# Task statement:
Write out the passage about the prophet word for word, from "In this mantle, in" to "by mere description.".

In this mantle, in moments of emotion, he would hide his face (1 Kings 19:13), or when excited would roll it up as into a kind of staff. On one occasion we find him bending himself down upon the ground with his face between his knees. *

* This is generally taken as having been in prayer; but kneeling apparently was not (certainly is not) an attitude of prayer in the East. 'When ye stand praying, forgive' (Mark 11:25; and see Matt 6:5, &c).

See "The Temple: Its Ministry and Services: Attitude in Prayer."

Such, so far as the scanty notices of the record will allow us to conceive it, was the general appearance of the great Prophet, an appearance which there is no reason to think was other than uncommon even at that time. *

* This is to be inferred, as we shall see afterwards, from king Ahaziah's recognition of him by mere description.

The solitary life in which these external peculiarities had been assumed had also nurtured that fierceness of zeal and that directness of address which so distinguished him. It was in the wild loneliness of the hills and ravines of Gilead that the knowledge of Jehovah, the living God of Israel, had been impressed on his mind, which was to form the subject of his mission to the idolatrous court and country of Israel.

Dataset rows

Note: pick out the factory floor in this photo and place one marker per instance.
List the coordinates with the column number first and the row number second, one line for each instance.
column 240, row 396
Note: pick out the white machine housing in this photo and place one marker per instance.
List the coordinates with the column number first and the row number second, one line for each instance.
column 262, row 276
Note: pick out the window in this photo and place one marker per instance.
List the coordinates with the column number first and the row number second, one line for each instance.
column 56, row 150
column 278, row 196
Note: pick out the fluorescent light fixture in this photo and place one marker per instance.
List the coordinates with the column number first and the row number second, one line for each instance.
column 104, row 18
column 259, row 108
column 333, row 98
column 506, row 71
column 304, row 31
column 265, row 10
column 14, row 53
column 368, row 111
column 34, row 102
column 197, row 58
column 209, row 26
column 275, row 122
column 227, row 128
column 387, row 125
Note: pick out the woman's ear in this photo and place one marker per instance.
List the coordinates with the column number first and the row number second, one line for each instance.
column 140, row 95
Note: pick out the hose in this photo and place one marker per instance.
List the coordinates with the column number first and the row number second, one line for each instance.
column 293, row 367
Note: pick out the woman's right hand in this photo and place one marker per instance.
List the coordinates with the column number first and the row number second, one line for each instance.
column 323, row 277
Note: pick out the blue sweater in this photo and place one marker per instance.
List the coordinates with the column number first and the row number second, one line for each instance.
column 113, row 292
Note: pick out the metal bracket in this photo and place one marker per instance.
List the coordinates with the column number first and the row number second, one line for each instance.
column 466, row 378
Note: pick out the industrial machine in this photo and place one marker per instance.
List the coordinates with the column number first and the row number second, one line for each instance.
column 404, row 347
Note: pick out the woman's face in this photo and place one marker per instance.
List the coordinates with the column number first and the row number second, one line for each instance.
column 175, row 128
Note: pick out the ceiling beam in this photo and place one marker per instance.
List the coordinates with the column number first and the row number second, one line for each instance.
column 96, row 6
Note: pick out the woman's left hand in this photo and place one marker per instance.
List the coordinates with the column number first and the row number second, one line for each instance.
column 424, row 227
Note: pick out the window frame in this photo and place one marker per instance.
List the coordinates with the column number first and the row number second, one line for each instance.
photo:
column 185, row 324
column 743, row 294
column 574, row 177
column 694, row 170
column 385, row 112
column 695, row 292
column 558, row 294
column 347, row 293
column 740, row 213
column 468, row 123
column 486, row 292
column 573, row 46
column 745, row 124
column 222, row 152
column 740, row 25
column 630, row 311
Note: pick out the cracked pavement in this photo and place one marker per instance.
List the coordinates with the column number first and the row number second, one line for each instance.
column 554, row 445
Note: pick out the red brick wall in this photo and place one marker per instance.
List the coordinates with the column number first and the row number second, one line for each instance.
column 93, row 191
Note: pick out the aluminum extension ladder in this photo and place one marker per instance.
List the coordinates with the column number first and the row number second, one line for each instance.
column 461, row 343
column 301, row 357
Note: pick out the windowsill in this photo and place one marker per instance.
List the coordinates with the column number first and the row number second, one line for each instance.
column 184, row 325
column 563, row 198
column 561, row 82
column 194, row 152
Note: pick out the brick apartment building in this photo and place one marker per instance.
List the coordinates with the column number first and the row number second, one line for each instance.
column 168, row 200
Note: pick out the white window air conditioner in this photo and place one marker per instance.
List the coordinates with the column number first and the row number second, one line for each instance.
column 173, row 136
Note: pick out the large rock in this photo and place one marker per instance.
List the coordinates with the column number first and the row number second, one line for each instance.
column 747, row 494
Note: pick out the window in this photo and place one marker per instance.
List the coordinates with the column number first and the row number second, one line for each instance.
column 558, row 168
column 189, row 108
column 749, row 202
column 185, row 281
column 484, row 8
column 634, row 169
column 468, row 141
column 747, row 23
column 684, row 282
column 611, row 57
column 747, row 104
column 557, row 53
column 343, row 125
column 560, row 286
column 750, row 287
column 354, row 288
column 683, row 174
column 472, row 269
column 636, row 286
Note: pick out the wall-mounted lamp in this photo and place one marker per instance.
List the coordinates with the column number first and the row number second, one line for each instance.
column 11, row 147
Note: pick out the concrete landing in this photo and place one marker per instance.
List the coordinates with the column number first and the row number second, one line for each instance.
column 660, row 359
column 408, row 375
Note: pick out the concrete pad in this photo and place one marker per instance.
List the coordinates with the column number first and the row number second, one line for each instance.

# Full solution:
In this mantle, in moments of emotion, he would hide his face (1 Kings 19:13), or when excited would roll it up as into a kind of staff. On one occasion we find him bending himself down upon the ground with his face between his knees. *

* This is generally taken as having been in prayer; but kneeling apparently was not (certainly is not) an attitude of prayer in the East. 'When ye stand praying, forgive' (Mark 11:25; and see Matt 6:5, &c).

See "The Temple: Its Ministry and Services: Attitude in Prayer."

Such, so far as the scanty notices of the record will allow us to conceive it, was the general appearance of the great Prophet, an appearance which there is no reason to think was other than uncommon even at that time. *

* This is to be inferred, as we shall see afterwards, from king Ahaziah's recognition of him by mere description.